Turn the lines of all the entries below into one numbered list, leaving out any blank lines.
## Start Input records
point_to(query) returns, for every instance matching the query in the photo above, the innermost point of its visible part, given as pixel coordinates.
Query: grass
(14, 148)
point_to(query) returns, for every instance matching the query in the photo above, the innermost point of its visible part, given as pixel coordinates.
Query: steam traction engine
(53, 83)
## End Input records
● Exercise solution:
1. point_to(query) returns, for every instance matching the query in the photo above, the innermost point of its visible part, given as pixel coordinates.
2. Query: grass
3. (14, 148)
4. point_to(query) returns, for every instance matching the query in the photo above, the innermost point of its visible part, given as pixel coordinates.
5. Query: steam traction engine
6. (53, 83)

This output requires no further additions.